Given records
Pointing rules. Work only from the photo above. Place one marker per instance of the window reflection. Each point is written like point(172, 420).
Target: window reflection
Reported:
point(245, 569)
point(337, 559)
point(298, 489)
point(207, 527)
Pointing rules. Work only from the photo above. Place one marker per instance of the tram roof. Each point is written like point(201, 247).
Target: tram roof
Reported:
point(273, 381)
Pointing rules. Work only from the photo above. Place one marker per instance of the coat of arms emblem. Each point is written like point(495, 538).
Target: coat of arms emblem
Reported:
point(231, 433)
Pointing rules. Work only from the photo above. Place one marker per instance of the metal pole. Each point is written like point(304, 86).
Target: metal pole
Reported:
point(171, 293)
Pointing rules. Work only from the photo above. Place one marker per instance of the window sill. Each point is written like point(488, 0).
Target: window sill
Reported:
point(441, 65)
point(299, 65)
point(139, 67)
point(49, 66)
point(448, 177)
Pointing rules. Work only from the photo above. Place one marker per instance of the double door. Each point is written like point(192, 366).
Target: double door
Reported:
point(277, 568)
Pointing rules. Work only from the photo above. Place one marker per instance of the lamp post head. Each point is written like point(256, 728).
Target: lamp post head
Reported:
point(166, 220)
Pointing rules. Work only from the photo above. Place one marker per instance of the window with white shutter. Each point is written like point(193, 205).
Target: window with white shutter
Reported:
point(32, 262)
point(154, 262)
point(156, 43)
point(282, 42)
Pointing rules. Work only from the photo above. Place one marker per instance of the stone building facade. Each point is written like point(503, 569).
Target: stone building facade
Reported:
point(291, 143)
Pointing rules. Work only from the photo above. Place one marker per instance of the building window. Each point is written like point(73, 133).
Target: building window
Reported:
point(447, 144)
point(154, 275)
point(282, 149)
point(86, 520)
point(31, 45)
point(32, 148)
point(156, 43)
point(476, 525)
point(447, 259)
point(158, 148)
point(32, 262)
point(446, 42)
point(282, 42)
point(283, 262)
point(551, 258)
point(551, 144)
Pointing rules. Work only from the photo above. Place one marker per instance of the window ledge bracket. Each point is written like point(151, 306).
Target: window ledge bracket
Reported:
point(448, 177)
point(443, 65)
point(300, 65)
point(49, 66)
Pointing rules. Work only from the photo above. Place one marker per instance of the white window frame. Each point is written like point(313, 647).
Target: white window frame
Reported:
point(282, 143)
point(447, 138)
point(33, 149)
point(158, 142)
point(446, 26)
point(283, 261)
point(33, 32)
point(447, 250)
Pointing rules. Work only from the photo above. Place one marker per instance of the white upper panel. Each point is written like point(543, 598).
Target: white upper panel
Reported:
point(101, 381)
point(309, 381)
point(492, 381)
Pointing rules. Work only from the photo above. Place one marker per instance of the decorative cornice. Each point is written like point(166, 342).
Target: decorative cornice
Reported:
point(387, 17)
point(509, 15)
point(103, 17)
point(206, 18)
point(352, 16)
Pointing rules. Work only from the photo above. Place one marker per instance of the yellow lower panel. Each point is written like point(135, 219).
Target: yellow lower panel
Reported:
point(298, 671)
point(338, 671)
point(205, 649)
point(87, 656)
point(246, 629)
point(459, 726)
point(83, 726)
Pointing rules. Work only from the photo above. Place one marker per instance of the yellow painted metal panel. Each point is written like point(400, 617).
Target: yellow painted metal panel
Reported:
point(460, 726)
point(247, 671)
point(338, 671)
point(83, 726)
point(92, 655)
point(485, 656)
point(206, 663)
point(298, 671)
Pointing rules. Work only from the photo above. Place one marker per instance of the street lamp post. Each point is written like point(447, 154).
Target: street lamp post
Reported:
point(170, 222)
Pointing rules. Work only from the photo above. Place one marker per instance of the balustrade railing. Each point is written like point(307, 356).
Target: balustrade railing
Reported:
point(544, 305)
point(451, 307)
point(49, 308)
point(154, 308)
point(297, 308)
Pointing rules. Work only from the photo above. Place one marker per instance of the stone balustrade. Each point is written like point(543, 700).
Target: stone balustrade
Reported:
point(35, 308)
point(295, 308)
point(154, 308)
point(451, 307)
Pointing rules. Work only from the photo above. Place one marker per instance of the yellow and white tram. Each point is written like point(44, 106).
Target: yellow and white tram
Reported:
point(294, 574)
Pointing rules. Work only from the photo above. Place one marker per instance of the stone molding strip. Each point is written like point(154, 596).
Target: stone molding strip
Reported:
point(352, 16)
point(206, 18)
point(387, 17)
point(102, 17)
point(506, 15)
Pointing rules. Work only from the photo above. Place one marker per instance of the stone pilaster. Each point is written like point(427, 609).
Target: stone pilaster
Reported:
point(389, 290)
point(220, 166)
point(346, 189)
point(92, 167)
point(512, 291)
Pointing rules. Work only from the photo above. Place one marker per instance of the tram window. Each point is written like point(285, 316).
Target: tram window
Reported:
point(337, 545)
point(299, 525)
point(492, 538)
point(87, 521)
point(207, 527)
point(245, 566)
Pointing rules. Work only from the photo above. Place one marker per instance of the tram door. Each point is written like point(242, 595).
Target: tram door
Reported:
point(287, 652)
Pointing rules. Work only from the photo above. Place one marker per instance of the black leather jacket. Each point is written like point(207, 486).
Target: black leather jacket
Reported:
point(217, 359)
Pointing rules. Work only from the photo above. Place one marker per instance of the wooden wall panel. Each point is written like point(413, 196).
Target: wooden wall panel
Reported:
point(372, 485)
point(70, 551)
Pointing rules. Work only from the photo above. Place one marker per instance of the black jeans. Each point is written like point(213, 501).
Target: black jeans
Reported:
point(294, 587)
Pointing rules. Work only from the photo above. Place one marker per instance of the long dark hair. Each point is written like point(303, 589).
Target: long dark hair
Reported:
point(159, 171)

What you should do
Write out every one of the rows above again, character for character, with nothing altered, added, or left out.

Result for this exercise
Pointing rules. Work only from the photo above. Place one marker per instance of the window reflection. Each point is written like point(172, 420).
Target: window reflection
Reported:
point(245, 569)
point(337, 559)
point(298, 489)
point(207, 527)
Pointing rules. Work only from the photo above. Place one marker per instance of the tram roof. Each point is written like point(201, 247).
Target: tram roof
Reported:
point(273, 381)
Pointing rules. Work only from the photo above. Place one marker per instance of the coat of arms emblem. Each point is written like point(495, 538).
Target: coat of arms emblem
Reported:
point(231, 433)
Pointing rules. Work only from the photo above. Place one marker per instance of the metal pole. Each point is written like point(304, 86).
Target: metal pole
Reported:
point(171, 293)
Pointing rules. Work only from the photo above. Place one marker per instance of the window sill. Each point is written like point(488, 0).
Target: window sill
Reported:
point(441, 65)
point(299, 65)
point(139, 67)
point(49, 66)
point(448, 177)
Pointing rules. Work only from the photo above. Place one marker per instance of the double door. Each point is written like point(192, 366).
Target: double door
Reported:
point(277, 568)
Pointing rules. Work only from the photo above. Place one marker per instance of the lamp post head. Each point is written like point(256, 728).
Target: lamp post head
Reported:
point(166, 220)
Pointing rules. Work only from the photo above. Place one marker per instance of the window with white shutter. Each point is written like point(193, 205).
Target: window with white shutter
Reported:
point(32, 262)
point(154, 262)
point(156, 43)
point(282, 42)
Pointing rules. Work only from the photo above. Place one marker per instance of the stone building facade. Each point is written like point(503, 569).
Target: stone building facade
Reported:
point(291, 143)
Pointing rules. Work only from the photo above. Place one marker per instance of the building window. Each point is written like point(73, 133).
Target: building window
Reported:
point(447, 144)
point(154, 275)
point(282, 149)
point(86, 520)
point(31, 45)
point(32, 148)
point(156, 43)
point(476, 525)
point(447, 259)
point(158, 148)
point(32, 262)
point(446, 42)
point(282, 42)
point(283, 262)
point(551, 258)
point(551, 144)
Pointing rules. Work only from the photo above. Place one marker per instance of the window ledge bracket. Each point is written like point(151, 306).
Target: window ledge bracket
Reported:
point(448, 177)
point(443, 65)
point(300, 65)
point(49, 66)
Pointing rules. Work only from the photo above. Place one marker per instance of the white window frame. Each point is written like point(313, 647).
Target: white window frame
Reported:
point(282, 143)
point(447, 138)
point(33, 149)
point(158, 142)
point(446, 26)
point(283, 261)
point(33, 32)
point(447, 250)
Pointing rules. Work only from the photo above. Place one marker per instance of the white upper panel. Each point is written like point(543, 598).
Target: white upper panel
Reported:
point(101, 381)
point(309, 381)
point(492, 381)
Pointing rules. Work only from the photo above. Place one marker per instance of the decorative cornice. Each point is written like point(166, 342).
Target: decorative cornice
Reported:
point(387, 17)
point(509, 15)
point(103, 17)
point(206, 18)
point(352, 16)
Pointing rules. Work only from the photo above. Place one marker per instance of the yellow lower panel. Each point is written like point(135, 219).
Target: yellow lower panel
Reported:
point(298, 671)
point(338, 671)
point(205, 649)
point(87, 656)
point(246, 629)
point(459, 726)
point(83, 726)
Pointing rules. Work only from the photo above. Place one marker per instance of the yellow painted metal panel. Each point is written like point(400, 617).
Target: yellow painted metal panel
Reported:
point(460, 726)
point(247, 671)
point(338, 671)
point(83, 726)
point(92, 655)
point(485, 656)
point(206, 663)
point(298, 671)
Pointing rules. Work only from the photo above. Place one marker per instance of the street lamp post. Each point is written like point(447, 154).
Target: street lamp post
Reported:
point(170, 222)
Pointing rules. Work only from the photo above. Place one marker per instance of the balustrade railing. Each point is written like point(307, 356).
Target: balustrade railing
Reported:
point(544, 305)
point(451, 307)
point(49, 308)
point(154, 308)
point(297, 308)
Pointing rules. Work only from the photo above. Place one marker per instance of the stone balustrade. Each point is written like point(543, 700).
Target: stone balustrade
Reported:
point(35, 308)
point(295, 308)
point(154, 308)
point(451, 307)
Pointing rules. Work only from the photo above. Place one marker per instance of the yellow and white tram. Each point is written like point(44, 106).
Target: yellow and white tram
Reported:
point(294, 574)
Pointing rules. Work only from the photo above. Place one marker per instance of the stone molding strip. Each point is written like point(154, 596).
Target: stone molding strip
Reported:
point(352, 16)
point(206, 18)
point(387, 17)
point(102, 17)
point(506, 15)
Pointing rules. Work only from the photo above. Place one marker per instance of the stone pilaster. Each point is written like point(427, 609).
Target: stone pilaster
Reported:
point(389, 290)
point(220, 166)
point(346, 189)
point(92, 167)
point(512, 291)
Pointing rules. Work only from the photo above. Place one marker per instance of the tram window. Each point is written like point(285, 316).
Target: tram window
Reported:
point(337, 545)
point(299, 525)
point(492, 538)
point(87, 521)
point(207, 527)
point(245, 566)
Pointing rules. Work only from the photo above. Place one marker per instance of the tram door. Each point is written like point(242, 595).
Target: tram door
Reported:
point(287, 652)
Pointing rules. Work only from the photo above. Place one marker per instance of the black leather jacket. Each point is written like point(207, 486).
Target: black leather jacket
Reported:
point(217, 359)
Pointing rules. Work only from the photo above. Place one marker per instance of the wooden wall panel. Each point is written like point(413, 196).
Target: wooden wall panel
Reported:
point(372, 485)
point(70, 551)
Pointing rules. Work only from the photo above. Place one marker per instance of the black jeans. Each point is written like point(213, 501).
Target: black jeans
Reported:
point(294, 587)
Pointing rules. Work only from the photo above. Place one marker per instance of the long dark hair. Each point is written like point(303, 589).
Target: long dark hair
Reported:
point(159, 171)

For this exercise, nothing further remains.